▸ **Your instructions**: Below are some records. Reproduce them exactly from their first line through the line with "the window frame", inclusive.

▸ **Data provided**:

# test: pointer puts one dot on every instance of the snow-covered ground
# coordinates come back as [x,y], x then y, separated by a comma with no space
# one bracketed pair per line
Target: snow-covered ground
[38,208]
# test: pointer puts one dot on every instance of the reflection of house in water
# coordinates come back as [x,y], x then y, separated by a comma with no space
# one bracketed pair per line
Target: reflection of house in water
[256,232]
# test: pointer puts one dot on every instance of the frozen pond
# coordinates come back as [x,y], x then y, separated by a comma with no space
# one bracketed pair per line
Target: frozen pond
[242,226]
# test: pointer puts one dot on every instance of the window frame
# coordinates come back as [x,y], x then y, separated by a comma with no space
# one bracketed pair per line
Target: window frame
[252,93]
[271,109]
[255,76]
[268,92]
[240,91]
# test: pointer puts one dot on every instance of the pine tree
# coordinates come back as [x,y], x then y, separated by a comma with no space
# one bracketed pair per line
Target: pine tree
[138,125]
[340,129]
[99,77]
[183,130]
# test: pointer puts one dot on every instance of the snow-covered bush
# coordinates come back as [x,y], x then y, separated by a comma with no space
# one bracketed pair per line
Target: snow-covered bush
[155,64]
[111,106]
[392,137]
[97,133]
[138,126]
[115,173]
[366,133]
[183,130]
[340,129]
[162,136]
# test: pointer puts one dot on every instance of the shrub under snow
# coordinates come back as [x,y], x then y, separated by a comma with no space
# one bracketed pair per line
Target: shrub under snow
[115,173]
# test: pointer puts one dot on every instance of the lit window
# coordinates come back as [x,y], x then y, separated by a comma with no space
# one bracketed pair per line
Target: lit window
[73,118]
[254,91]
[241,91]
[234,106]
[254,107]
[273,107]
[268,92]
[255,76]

▸ **Exercise answer**:
# test: pointer puts one dot on every instance of the snow-covered ground
# coordinates come back as [x,y], x then y, separated by a comma with no space
# one bracketed pair per line
Target: snow-covered ground
[38,208]
# test: pointer puts one dot on every instance of the reflection of house in water
# coordinates come back as [x,y], x then y, separated by a comma with no space
# one bracketed pair per line
Target: reflection of house in water
[256,232]
# test: pointer puts one dot on every instance of the frozen pond
# coordinates come back as [x,y], x then y, separated by a comma with no space
# one bracketed pair per line
Target: frozen pond
[242,226]
# test: pointer puts one dot on every instance of the window frame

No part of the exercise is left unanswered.